**** Dokumenttext
Stahl-Magnat Lakshmi Mittal
Mittal - der unterschätzte Emporkömmling
Aus verrostenden Stahlkombinaten hat der Inder Lakshmi Mittal ein Weltreich aufgebaut.
LONDON. Der drittreichste Mann der Welt hat viele Gesichter: Lakshmi Mittal ist der unerschrockene Sanierer, der scheue Visionär, der prunksüchtige Patriarch und der großzügige Helfer. Vor allem aber ist er der Industrielle aus einem Schwellenland, der das bisher größte Wirtschaftsimperium aufgebaut hat. Der sanft auftretende, leise redende 55-Jährige mit den vollen Lippen ist ein Stahlbaron neuer Schule.
Lange Zeit haben die etablierten Konzerne seine stetig wachsende Sammlung rostiger Stahlwerke belächelt. Das hat er ihnen gründlich ausgetrieben: Seit vergangenem Jahr ist Mittal Steel Weltmarktführer. Und er denkt gar nicht daran, einen Gang zurückzuschalten. Allein im Oktober gab er den Bau eines Stahlkomplexes für neun Milliarden Dollar in seiner indischen Heimat bekannt und übernahm für knapp fünf Milliarden Dollar die ukrainische Kryvorizhstal.
Auch dort wird er wieder seine Erfolgsmethode anwenden: Er schickt eine schnelle Eingreiftruppe aus erfahrenen Stahlwerkern und Experten aus der Londoner Zentrale nach Kryvorizhstal. Sie wird alle Ein- und Verkaufsverträge prüfen, Vetternwirtschaft unterbinden, politische und gewerkschaftliche Macht beschneiden und das Finanzwesen auf Vordermann bringen. Mittal und seine Getreuen werden viele Einzelgespräche führen und die Führungsmannschaft neu aufstellen.
********
**** Angezeigte Daten
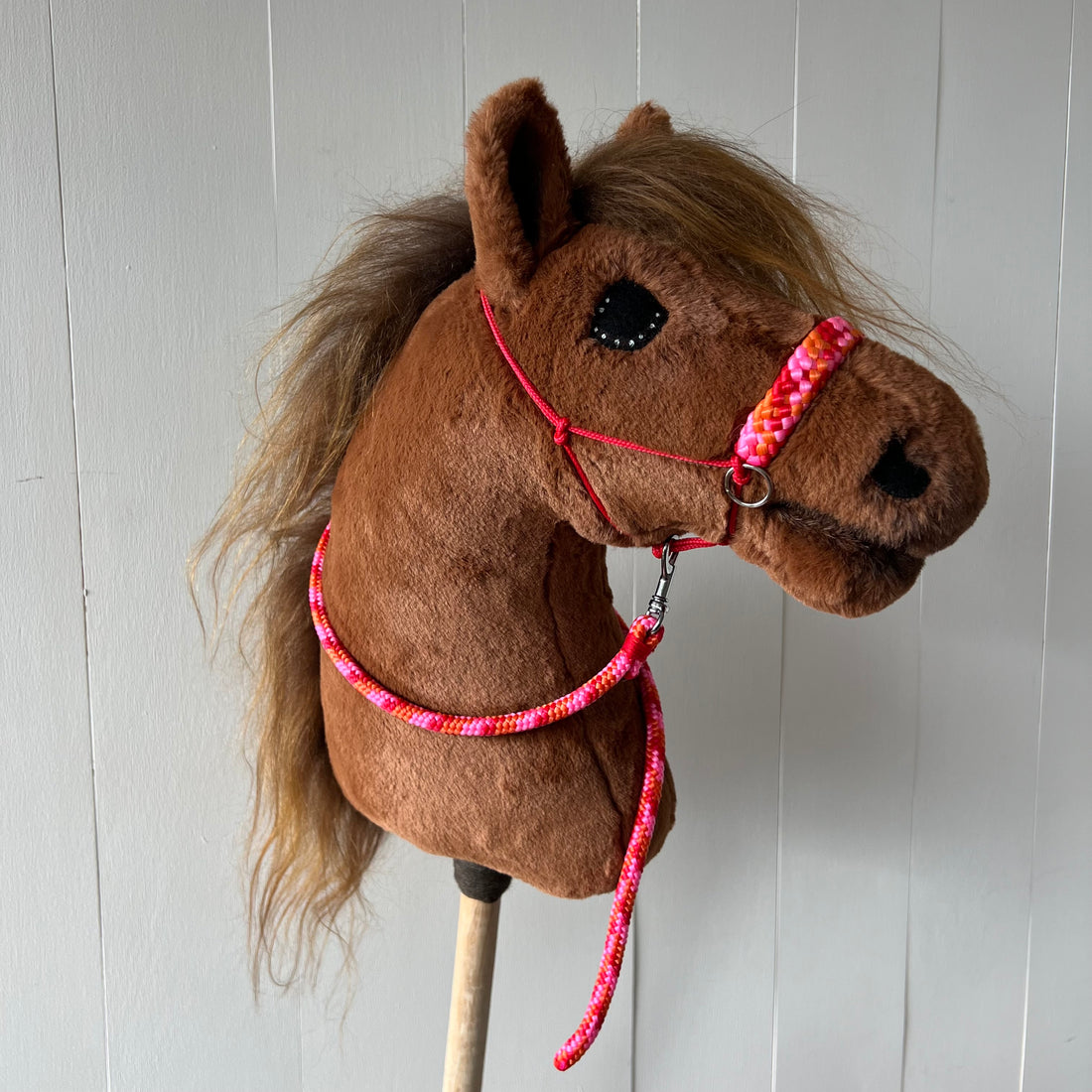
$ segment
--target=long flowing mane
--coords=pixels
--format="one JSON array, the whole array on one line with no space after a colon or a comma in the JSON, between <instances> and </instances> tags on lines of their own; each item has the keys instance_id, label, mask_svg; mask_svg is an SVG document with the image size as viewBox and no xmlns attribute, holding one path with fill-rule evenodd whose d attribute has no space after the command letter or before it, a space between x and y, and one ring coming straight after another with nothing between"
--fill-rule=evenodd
********
→ **Ziele**:
1. Für welchen Betrag übernahm Lakshmi Mittal laut dem Artikel über ihn die ukrainische Kryvorizhstal?
2. Gib aus dem Artikel über Lakshmi Mittal den Abschnitt von „LONDON. Der drittreichste“ bis einschließlich „die ukrainische Kryvorizhstal.“ wortgetreu wieder.
3. Setze den Artikel über Lakshmi Mittal im Anschluss an seinen letzten Satz fort.

→ **Antworten**:
1. Für knapp fünf Milliarden Dollar.

2.
LONDON. Der drittreichste Mann der Welt hat viele Gesichter: Lakshmi Mittal ist der unerschrockene Sanierer, der scheue Visionär, der prunksüchtige Patriarch und der großzügige Helfer. Vor allem aber ist er der Industrielle aus einem Schwellenland, der das bisher größte Wirtschaftsimperium aufgebaut hat. Der sanft auftretende, leise redende 55-Jährige mit den vollen Lippen ist ein Stahlbaron neuer Schule.
Lange Zeit haben die etablierten Konzerne seine stetig wachsende Sammlung rostiger Stahlwerke belächelt. Das hat er ihnen gründlich ausgetrieben: Seit vergangenem Jahr ist Mittal Steel Weltmarktführer. Und er denkt gar nicht daran, einen Gang zurückzuschalten. Allein im Oktober gab er den Bau eines Stahlkomplexes für neun Milliarden Dollar in seiner indischen Heimat bekannt und übernahm für knapp fünf Milliarden Dollar die ukrainische Kryvorizhstal.

3.
Diese Methode hat Mittal bereits mehr als ein Dutzend Mal durchexerziert, denn er ist davon überzeugt: „Wir brauchen viel größere Unternehmen, gesündere Unternehmen. Ich hoffe, dass die Konsolidierung weitergeht.“ Um dieses Ziel zu erreichen, legt der stets in edles Tuch gekleidete Stahlkönig nach eigener Schätzung jedes Jahr über 560 000 Kilometer in seinem Privatjet zurück. „Wo es am schwersten war, hatte er den größten Erfolg“, sagt ein ehemaliger Geschäftspartner, der ihn als Vordenker mit enormem Ehrgeiz charakterisiert.
Mittals Aufstieg begann in Indien. Nach einer Kindheit in der Provinz, wo fließendes Wasser und Strom noch nicht zur Grundausstattung gehören, zieht er mit der Familie nach Kalkutta. Vater Mohan erwirtschaftet als Stahlindustrieller ein Vermögen. Mit 19 steigt Lakshmi Mittal in die Familienfirma ein – Ispat, das Hindi-Wort für Stahl, gibt ihr den Namen. Er lernt das Geschäft von Grund auf und zieht mit 26 Jahren nach Indonesien, wo er sein erstes Stahlwerk aufbaut. Die Mittal-Methode wird 1989 geboren. Er kauft der Regierung von Trinidad und Tobago das verlustreiche Stahlwerk Iscott ab und dreht es um. Sein Meisterstück ist der Kauf des kasachischen Kolosses Karmet. Die Branche schüttelt den Kopf, als er die rostige Altlast aus Sowjetzeiten kauft, und staunt, als er sie flottmacht. Die westeuropäischen Stahlkonzerne denken, dass die maroden Werke Osteuropas kollabieren. Aber Mittal macht ihnen einen Strich durch die Rechnung und kauft reihenweise scheinbar hoffnungslose Fälle in Polen, Tschechien und Rumänien.
Haben die Konkurrenten den Emporkömmling unterschätzt? Gegenfrage eines Branchenkenners: „Können Sie sich vorstellen, wie der Vorstand von Thyssen-Krupp in Kasachstan einfliegt und ein Ex-Kombinat in einem halben Jahr in die Gewinnzone führt?“
Seit einem Jahr haben die Skeptiker ein neues Thema: Mit der Übernahme der International Steel Group, eines im Gläubigerschutz gesundgeschrumpften Konglomerats, das 40 Prozent der Bleche für die US-Autoindustrie liefert, hat Mittal den Sprung an die Weltspitze geschafft. Doch kann er aus dem sanierten Konzern wirklich höhere Renditen herausholen?
Jedenfalls hat Mittal seine Vision wahr gemacht: In wenigen Jahren werde eine Hand voll Konzerne den Stahlmarkt beherrschen. Und er wollte ganz oben mitmischen. Mittal habe die Zukunft der Industrie lange vor den meisten anderen erkannt, sagt Guy Dollé, Chef des europäischen Stahlriesen Arcelor.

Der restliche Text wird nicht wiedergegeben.